*** Opening of Records for the exercise ***
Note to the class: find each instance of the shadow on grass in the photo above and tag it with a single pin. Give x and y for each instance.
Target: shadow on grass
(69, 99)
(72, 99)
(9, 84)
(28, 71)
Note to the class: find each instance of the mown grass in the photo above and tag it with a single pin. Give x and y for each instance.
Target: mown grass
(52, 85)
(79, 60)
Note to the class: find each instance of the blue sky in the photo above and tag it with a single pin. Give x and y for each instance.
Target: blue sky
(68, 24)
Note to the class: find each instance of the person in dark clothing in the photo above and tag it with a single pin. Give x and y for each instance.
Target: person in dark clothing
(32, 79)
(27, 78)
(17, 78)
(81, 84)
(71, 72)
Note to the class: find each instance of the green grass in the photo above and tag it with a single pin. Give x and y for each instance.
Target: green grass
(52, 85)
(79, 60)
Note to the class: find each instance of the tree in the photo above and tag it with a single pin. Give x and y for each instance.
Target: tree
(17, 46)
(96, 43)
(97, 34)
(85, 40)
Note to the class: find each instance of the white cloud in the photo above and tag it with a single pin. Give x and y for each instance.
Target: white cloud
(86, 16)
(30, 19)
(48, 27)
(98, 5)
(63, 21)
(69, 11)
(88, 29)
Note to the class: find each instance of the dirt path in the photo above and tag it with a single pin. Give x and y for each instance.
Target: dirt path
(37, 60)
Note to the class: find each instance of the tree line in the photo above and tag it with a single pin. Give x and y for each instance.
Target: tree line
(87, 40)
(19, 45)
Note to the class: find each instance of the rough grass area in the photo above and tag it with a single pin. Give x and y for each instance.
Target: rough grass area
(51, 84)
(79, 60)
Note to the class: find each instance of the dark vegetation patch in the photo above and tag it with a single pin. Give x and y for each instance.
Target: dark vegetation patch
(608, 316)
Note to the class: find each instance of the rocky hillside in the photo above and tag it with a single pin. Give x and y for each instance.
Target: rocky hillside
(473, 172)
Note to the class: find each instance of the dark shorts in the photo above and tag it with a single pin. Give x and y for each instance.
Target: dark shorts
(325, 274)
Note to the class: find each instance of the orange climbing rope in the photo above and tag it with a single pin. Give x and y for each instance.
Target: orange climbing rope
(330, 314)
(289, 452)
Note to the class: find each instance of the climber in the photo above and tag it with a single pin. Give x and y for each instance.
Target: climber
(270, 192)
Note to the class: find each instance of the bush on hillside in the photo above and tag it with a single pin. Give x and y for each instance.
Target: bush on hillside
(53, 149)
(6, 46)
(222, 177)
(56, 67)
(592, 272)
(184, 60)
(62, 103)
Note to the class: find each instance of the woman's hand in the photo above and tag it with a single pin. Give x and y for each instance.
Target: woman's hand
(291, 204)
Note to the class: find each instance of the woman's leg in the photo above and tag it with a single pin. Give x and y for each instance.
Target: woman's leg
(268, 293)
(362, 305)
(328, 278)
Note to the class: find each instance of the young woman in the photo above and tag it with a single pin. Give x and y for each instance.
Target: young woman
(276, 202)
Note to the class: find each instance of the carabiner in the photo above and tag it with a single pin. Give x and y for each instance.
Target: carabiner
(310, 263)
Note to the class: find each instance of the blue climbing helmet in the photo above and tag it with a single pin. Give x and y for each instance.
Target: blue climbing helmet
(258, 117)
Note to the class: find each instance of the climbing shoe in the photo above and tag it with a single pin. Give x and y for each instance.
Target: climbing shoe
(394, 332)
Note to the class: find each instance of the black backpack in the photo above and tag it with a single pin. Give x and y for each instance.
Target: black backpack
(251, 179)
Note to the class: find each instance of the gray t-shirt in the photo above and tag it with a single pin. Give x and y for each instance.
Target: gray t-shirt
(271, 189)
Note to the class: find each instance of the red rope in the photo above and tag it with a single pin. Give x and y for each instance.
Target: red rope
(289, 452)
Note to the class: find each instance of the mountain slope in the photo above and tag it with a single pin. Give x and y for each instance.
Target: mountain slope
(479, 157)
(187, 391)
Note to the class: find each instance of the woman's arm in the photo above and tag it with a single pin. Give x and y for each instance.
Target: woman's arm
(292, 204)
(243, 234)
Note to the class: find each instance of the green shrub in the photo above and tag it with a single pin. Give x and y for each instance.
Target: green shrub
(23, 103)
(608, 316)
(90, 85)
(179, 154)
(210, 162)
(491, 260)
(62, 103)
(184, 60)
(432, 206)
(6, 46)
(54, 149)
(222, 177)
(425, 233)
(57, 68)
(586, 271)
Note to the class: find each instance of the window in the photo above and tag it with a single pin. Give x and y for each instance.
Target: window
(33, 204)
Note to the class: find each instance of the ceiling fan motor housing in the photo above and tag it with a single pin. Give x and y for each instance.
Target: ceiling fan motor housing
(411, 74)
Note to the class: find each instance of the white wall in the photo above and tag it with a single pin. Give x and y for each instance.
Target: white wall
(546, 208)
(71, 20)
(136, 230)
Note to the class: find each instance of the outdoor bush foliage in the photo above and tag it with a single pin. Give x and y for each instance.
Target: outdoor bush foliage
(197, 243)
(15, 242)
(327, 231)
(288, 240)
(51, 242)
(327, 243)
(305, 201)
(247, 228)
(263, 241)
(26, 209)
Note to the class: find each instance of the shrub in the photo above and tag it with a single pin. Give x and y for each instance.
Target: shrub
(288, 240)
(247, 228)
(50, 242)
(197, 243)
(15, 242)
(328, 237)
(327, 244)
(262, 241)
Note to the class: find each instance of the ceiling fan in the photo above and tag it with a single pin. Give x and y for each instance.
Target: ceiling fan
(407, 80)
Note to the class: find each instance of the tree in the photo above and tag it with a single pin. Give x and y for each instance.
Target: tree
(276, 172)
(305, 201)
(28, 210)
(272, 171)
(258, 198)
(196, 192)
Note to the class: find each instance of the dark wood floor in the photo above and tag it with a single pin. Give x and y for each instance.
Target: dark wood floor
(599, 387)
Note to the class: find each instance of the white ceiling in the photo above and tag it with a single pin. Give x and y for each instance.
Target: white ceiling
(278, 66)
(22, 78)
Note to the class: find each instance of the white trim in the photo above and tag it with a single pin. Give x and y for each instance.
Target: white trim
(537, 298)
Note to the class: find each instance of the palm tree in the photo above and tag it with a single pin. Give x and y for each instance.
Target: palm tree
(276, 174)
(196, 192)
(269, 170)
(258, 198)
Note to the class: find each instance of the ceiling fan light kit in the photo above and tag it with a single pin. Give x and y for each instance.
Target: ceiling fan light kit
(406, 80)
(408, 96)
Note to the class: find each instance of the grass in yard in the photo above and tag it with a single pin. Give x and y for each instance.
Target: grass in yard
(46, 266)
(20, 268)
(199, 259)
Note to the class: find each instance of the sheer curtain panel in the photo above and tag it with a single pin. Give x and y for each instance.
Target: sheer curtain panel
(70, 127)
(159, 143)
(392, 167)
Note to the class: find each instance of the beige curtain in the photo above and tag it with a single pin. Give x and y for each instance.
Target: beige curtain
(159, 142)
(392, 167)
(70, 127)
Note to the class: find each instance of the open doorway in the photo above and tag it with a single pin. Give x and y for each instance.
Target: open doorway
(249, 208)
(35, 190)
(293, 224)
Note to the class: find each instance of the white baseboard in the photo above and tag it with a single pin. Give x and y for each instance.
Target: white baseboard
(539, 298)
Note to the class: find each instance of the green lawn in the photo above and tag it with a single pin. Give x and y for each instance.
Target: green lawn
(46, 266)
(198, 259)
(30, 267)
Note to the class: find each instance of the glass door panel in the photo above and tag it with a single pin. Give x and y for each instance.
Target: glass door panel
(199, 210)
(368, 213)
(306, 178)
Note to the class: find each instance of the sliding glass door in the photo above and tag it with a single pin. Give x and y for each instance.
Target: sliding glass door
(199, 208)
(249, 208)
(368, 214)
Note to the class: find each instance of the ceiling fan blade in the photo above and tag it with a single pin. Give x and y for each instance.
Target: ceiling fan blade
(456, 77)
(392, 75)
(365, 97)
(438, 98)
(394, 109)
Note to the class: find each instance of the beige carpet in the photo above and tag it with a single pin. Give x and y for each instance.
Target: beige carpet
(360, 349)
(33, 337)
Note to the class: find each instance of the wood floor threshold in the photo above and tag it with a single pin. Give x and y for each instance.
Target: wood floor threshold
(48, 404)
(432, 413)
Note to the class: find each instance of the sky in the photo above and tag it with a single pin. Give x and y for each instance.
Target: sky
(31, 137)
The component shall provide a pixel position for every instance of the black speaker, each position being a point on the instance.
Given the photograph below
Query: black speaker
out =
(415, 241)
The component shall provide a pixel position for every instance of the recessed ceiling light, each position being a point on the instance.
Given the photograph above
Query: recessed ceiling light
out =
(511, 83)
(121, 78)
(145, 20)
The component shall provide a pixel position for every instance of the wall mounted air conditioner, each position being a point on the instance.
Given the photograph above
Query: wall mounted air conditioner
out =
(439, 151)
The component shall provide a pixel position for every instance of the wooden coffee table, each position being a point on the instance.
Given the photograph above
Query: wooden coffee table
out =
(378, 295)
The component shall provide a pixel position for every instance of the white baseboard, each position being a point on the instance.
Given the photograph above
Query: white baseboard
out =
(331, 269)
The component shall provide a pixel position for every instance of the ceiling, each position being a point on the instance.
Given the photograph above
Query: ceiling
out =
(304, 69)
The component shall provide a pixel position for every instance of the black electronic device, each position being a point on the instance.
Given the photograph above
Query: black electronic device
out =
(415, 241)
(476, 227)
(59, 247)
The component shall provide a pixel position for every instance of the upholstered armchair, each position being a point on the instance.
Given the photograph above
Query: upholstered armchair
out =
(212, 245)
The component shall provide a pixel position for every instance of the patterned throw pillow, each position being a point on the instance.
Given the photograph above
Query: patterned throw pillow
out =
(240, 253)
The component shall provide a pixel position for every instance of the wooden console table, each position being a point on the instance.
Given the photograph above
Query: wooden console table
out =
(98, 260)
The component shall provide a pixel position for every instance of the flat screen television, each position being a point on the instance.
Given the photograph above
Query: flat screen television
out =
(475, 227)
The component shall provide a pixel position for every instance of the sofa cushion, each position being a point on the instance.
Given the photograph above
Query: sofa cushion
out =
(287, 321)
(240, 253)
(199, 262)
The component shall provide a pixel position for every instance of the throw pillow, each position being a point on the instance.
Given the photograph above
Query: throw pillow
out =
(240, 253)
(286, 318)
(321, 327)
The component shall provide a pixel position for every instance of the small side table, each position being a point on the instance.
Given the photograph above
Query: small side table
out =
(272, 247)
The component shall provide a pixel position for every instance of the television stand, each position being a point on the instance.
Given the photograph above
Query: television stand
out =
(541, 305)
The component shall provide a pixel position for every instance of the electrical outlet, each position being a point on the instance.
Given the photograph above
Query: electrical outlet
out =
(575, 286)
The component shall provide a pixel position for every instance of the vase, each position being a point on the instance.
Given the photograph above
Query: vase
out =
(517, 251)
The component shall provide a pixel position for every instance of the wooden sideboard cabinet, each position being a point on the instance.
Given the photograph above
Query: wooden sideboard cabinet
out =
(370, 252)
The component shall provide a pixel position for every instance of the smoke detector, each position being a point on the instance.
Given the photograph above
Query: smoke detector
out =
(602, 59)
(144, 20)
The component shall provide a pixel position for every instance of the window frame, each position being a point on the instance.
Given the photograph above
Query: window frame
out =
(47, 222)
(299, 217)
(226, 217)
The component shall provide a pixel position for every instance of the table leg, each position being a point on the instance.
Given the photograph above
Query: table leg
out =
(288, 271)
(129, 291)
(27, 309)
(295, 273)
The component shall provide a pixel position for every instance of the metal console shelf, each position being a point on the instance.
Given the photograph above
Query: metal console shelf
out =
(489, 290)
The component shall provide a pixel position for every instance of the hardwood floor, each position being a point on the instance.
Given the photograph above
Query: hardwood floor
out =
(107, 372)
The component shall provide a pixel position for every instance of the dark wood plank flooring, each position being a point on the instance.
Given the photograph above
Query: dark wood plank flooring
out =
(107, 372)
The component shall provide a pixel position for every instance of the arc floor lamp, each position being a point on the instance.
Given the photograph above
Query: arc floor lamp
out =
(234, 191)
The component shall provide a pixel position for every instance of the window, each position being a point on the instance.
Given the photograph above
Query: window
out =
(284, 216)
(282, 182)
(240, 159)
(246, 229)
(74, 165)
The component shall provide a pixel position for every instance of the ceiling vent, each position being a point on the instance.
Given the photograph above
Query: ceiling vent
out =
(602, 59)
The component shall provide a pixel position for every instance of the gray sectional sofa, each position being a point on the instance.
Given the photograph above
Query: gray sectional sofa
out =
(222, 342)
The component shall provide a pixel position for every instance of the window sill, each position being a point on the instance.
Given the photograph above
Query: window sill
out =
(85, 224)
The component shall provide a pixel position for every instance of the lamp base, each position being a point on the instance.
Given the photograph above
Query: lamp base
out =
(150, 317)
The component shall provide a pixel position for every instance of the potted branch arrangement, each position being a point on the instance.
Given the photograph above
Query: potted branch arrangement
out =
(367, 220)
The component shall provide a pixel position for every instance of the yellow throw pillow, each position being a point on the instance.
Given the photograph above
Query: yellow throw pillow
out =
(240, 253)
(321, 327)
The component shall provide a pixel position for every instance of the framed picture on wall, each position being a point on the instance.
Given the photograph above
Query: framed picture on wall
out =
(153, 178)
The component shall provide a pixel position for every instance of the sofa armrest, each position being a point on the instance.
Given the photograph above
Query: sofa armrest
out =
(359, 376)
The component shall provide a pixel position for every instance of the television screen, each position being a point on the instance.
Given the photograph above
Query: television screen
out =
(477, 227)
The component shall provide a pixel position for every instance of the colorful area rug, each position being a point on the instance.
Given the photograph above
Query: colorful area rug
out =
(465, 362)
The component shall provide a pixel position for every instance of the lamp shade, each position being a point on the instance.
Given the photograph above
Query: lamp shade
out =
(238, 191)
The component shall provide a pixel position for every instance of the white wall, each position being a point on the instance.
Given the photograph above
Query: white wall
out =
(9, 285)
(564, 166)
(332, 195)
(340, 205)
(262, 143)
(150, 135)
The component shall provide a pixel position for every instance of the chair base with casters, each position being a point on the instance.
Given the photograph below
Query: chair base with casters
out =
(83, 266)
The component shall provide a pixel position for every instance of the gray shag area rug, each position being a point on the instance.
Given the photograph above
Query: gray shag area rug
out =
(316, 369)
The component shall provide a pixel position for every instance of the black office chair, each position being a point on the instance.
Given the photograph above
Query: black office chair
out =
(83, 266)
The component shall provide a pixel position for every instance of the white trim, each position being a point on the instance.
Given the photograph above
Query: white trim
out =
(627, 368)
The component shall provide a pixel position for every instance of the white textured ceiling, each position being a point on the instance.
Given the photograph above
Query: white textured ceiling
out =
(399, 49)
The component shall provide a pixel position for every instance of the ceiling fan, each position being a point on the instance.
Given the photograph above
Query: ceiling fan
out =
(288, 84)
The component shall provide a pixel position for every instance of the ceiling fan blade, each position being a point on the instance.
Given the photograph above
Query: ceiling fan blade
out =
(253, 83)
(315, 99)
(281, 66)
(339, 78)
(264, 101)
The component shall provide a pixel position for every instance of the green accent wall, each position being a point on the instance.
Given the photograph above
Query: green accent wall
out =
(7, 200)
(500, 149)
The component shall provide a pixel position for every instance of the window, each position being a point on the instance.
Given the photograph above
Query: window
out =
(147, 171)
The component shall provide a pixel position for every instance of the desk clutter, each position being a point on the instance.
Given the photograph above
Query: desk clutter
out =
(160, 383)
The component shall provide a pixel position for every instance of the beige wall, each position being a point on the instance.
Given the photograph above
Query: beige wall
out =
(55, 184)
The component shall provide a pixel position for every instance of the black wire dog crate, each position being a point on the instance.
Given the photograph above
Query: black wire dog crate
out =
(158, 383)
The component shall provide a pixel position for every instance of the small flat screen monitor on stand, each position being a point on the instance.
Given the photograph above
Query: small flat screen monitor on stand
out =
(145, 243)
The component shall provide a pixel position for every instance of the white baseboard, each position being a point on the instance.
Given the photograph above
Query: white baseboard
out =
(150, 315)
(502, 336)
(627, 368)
*** Close of Records for the exercise ***
Activity — Return every line of the entries above that the string "office" appears in.

Result —
The component shall provide a pixel position for every instance of the black office chair, each position being a point on the instance.
Query: black office chair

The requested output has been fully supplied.